SHORT EXERCISE. Everything from the line with "Where can you spot the orange" through the last line of the records below should be copied exactly, both ends included.
+---+
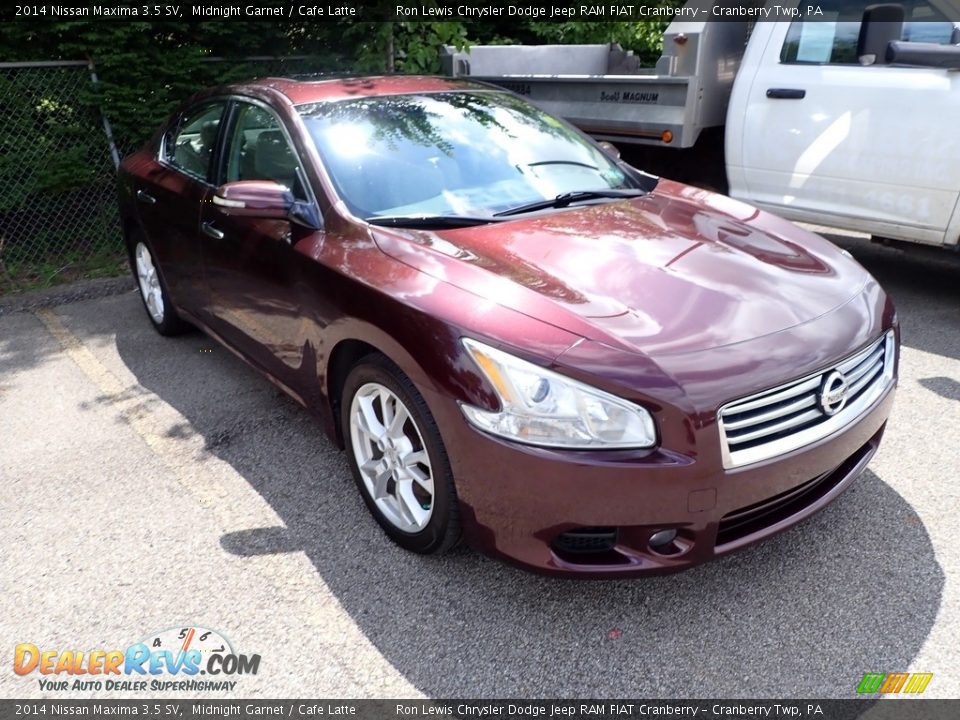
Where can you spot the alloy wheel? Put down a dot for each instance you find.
(149, 282)
(392, 458)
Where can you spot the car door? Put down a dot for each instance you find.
(252, 269)
(170, 193)
(869, 147)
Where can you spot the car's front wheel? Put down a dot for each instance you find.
(153, 292)
(398, 458)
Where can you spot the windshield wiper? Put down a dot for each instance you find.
(565, 199)
(429, 221)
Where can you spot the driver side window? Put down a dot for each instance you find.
(190, 142)
(259, 150)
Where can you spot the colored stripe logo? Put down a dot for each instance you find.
(907, 683)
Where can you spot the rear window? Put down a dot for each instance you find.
(831, 38)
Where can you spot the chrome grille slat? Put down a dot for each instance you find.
(861, 368)
(781, 419)
(804, 402)
(850, 363)
(863, 380)
(790, 392)
(776, 427)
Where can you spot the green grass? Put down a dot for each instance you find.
(21, 277)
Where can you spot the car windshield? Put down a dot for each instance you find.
(460, 154)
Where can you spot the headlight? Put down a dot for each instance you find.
(540, 407)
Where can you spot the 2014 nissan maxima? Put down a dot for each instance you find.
(518, 339)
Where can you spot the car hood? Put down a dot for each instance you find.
(678, 270)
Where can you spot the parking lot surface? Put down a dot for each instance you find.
(149, 483)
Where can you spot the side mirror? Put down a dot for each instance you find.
(881, 24)
(945, 57)
(254, 199)
(610, 149)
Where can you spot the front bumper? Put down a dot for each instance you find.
(554, 511)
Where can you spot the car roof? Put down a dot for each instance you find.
(326, 89)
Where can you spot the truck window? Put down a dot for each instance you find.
(831, 38)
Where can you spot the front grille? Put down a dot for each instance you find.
(790, 416)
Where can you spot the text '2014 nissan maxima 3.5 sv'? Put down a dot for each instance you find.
(517, 338)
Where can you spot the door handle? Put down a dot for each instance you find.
(786, 93)
(209, 229)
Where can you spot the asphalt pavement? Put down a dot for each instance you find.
(149, 483)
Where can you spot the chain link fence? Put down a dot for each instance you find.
(58, 206)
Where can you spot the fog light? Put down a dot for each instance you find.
(662, 538)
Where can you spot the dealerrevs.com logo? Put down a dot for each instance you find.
(170, 660)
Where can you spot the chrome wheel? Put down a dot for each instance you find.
(391, 457)
(149, 282)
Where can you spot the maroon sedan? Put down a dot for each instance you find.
(518, 339)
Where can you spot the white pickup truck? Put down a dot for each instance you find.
(847, 117)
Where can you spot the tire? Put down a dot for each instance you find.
(153, 291)
(400, 468)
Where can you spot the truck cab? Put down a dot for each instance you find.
(826, 126)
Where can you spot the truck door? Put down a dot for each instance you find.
(823, 138)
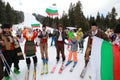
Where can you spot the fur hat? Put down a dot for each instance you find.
(93, 24)
(117, 29)
(44, 26)
(6, 25)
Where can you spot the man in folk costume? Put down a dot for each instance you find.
(9, 53)
(93, 32)
(30, 48)
(44, 48)
(59, 42)
(79, 34)
(117, 32)
(1, 64)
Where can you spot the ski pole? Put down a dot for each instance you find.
(6, 64)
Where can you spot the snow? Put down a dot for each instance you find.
(66, 74)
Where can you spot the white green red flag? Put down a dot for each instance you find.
(35, 25)
(105, 60)
(52, 10)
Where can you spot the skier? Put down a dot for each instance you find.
(72, 52)
(117, 31)
(10, 55)
(30, 48)
(93, 32)
(70, 36)
(44, 49)
(80, 39)
(1, 48)
(59, 41)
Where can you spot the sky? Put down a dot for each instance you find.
(89, 7)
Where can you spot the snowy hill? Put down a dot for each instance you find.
(66, 75)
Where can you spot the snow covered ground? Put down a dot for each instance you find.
(66, 75)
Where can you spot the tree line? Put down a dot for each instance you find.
(9, 15)
(76, 18)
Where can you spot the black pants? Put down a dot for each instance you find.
(28, 61)
(1, 69)
(60, 49)
(11, 57)
(81, 44)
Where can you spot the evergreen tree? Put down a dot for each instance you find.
(10, 14)
(2, 12)
(71, 15)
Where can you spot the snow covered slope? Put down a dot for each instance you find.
(66, 75)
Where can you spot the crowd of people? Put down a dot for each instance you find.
(10, 48)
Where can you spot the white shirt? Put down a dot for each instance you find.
(60, 36)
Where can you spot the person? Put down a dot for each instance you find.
(30, 48)
(73, 52)
(9, 54)
(59, 43)
(1, 62)
(79, 34)
(70, 36)
(117, 31)
(53, 37)
(93, 32)
(44, 48)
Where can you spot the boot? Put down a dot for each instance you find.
(16, 71)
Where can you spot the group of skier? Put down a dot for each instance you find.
(9, 47)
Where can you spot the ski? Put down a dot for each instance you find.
(83, 73)
(54, 68)
(46, 71)
(61, 68)
(42, 72)
(27, 75)
(34, 74)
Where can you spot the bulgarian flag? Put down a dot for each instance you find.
(35, 25)
(105, 60)
(52, 10)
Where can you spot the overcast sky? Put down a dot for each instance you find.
(90, 7)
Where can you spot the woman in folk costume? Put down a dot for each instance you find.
(73, 52)
(9, 53)
(1, 64)
(79, 34)
(44, 49)
(59, 43)
(117, 31)
(30, 48)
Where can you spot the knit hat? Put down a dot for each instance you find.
(6, 25)
(44, 26)
(80, 29)
(117, 29)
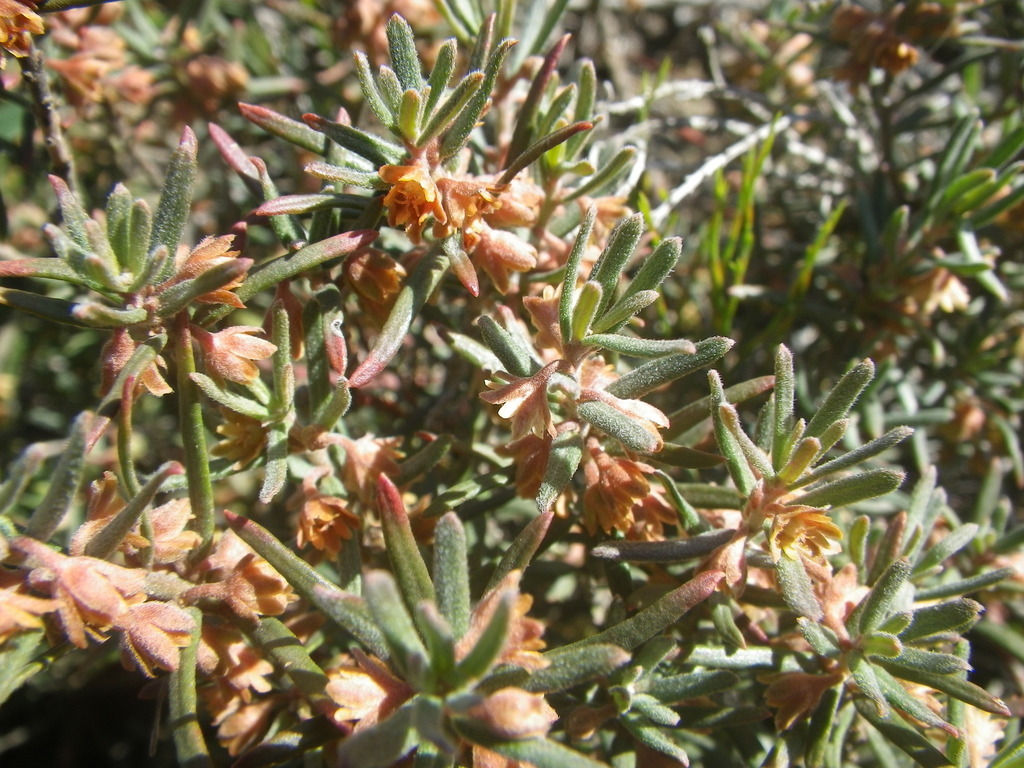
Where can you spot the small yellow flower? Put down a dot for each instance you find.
(804, 530)
(413, 199)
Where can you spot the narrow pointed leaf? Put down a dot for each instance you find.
(420, 286)
(451, 573)
(650, 376)
(654, 619)
(410, 569)
(345, 609)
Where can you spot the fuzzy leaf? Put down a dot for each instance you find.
(952, 616)
(175, 198)
(877, 605)
(410, 569)
(844, 492)
(67, 478)
(347, 610)
(839, 401)
(797, 588)
(522, 549)
(414, 295)
(566, 453)
(620, 425)
(451, 573)
(654, 619)
(650, 376)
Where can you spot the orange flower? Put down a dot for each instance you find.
(325, 520)
(249, 585)
(613, 485)
(413, 199)
(245, 438)
(804, 530)
(152, 634)
(522, 639)
(377, 279)
(91, 594)
(513, 713)
(231, 353)
(19, 611)
(210, 253)
(17, 22)
(366, 692)
(500, 253)
(524, 401)
(366, 460)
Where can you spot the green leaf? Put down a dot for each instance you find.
(952, 543)
(620, 425)
(634, 347)
(898, 696)
(848, 491)
(958, 587)
(345, 609)
(383, 744)
(842, 397)
(859, 455)
(20, 657)
(952, 616)
(439, 121)
(67, 478)
(821, 639)
(907, 739)
(677, 550)
(189, 745)
(570, 670)
(392, 617)
(491, 643)
(508, 347)
(175, 198)
(420, 286)
(797, 588)
(410, 569)
(457, 136)
(563, 460)
(622, 244)
(365, 144)
(620, 312)
(401, 45)
(107, 541)
(290, 654)
(522, 549)
(566, 301)
(654, 619)
(650, 376)
(451, 574)
(877, 605)
(953, 686)
(863, 674)
(585, 309)
(728, 435)
(542, 753)
(690, 685)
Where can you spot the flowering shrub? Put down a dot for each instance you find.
(392, 422)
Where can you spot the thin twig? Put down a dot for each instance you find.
(44, 107)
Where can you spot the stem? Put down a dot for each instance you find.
(44, 107)
(194, 435)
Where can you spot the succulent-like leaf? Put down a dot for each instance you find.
(410, 568)
(650, 376)
(654, 619)
(451, 574)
+---+
REPLY TO THE TASK.
Where can you spot the orange flower? Put down a dot for each instance you find.
(325, 520)
(249, 585)
(613, 485)
(413, 199)
(245, 438)
(804, 530)
(152, 634)
(522, 639)
(377, 279)
(91, 594)
(513, 713)
(231, 353)
(19, 611)
(210, 253)
(17, 22)
(366, 692)
(500, 253)
(524, 401)
(366, 460)
Where can you spot the green leaf? Put down a dot for each instance you find.
(952, 543)
(620, 425)
(634, 347)
(898, 696)
(848, 491)
(958, 587)
(345, 609)
(383, 744)
(842, 397)
(859, 455)
(20, 657)
(952, 616)
(439, 121)
(67, 478)
(821, 639)
(907, 739)
(677, 550)
(189, 745)
(570, 670)
(392, 617)
(491, 643)
(508, 347)
(175, 198)
(420, 286)
(797, 588)
(410, 569)
(457, 136)
(563, 460)
(622, 244)
(365, 144)
(620, 312)
(401, 45)
(107, 541)
(290, 654)
(522, 549)
(566, 301)
(654, 619)
(650, 376)
(451, 574)
(877, 605)
(953, 686)
(863, 674)
(585, 309)
(728, 435)
(542, 753)
(690, 685)
Where can you spot the flowering shrub? Put down a dot for each instance you find.
(392, 422)
Where can you spot the thin twig? Put down a dot for each instance you find.
(44, 107)
Where can you spot the stem? Put down a dot for each instance you find.
(44, 107)
(194, 435)
Where can you spot the succulent-like leaf? Put down a dot for each instance you find.
(410, 568)
(650, 376)
(654, 619)
(451, 574)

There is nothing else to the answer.